Skip to content

SBOM scan result files are not being cleaned up from object storage

Summary

The SbomScanUploader uses Time.current in its path generation, causing result files to become inaccessible and undeletable after the date changes. This prevents the cleanup worker from deleting expired files, leading to significant storage waste.

Current Behavior

  1. When an SBOM scan result file is uploaded on date X, it's stored at path: sbom_scans/.../YYYY_MM_DD/.../scan_id/sbom_scan_result.json (where YYYY_MM_DD = date X)
  2. When the file is accessed later (e.g., for deletion), the uploader regenerates the path using Time.current, resulting in a different date
  3. The cleanup worker attempts to delete the file at the wrong path, "succeeds" without error, but leaves the actual file orphaned in storage
  4. Database records are deleted, but files remain in object storage indefinitely

Expected Behavior

The uploader should use the scan's created_at timestamp consistently for path generation, ensuring files can be accessed and deleted at the correct path regardless of when the operation occurs.

Impact

Production data (GitLab.com):

  • Total storage: 33.87 GB
  • Orphaned files: 18.42 GB (54.4% wasted storage)
  • 1.3 million orphaned result files dating back to September 9, 2025
  • All SBOM files are cleaned up correctly (0 orphaned)

[Exercise task A]:
Repeat the SBOM cleanup issue from "2. When the" up to and including "the operation occurs.", substituting "deletion job" for "cleanup worker".
[Exercise task B]:
Decide whether the SBOM cleanup issue supports each statement, answering yes or no and quoting the deciding words: (i) an uploaded result file is stored under a path containing the date it was uploaded; (ii) the cleanup worker raises an error when it tries to delete at the wrong path; (iii) some SBOM files are left orphaned in storage.

[Given information]:

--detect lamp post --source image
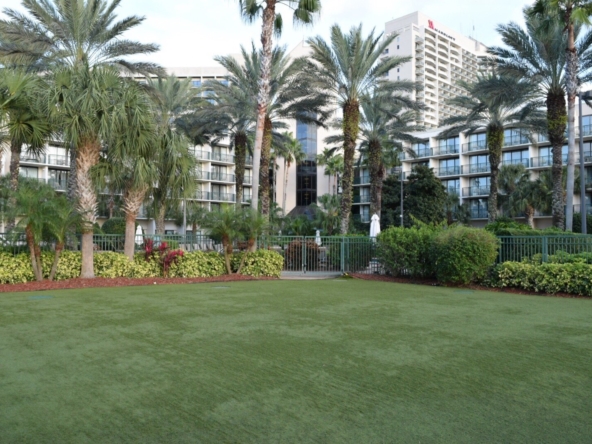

[Exercise response A]:
2. When the file is accessed later (e.g., for deletion), the uploader regenerates the path using Time.current, resulting in a different date
  3. The deletion job attempts to delete the file at the wrong path, "succeeds" without error, but leaves the actual file orphaned in storage
  4. Database records are deleted, but files remain in object storage indefinitely

Expected Behavior

The uploader should use the scan's created_at timestamp consistently for path generation, ensuring files can be accessed and deleted at the correct path regardless of when the operation occurs.

[Exercise response B]:
(i) Yes: "(where YYYY_MM_DD = date X)"
(ii) No: "\"succeeds\" without error"
(iii) No: "All SBOM files are cleaned up correctly (0 orphaned)"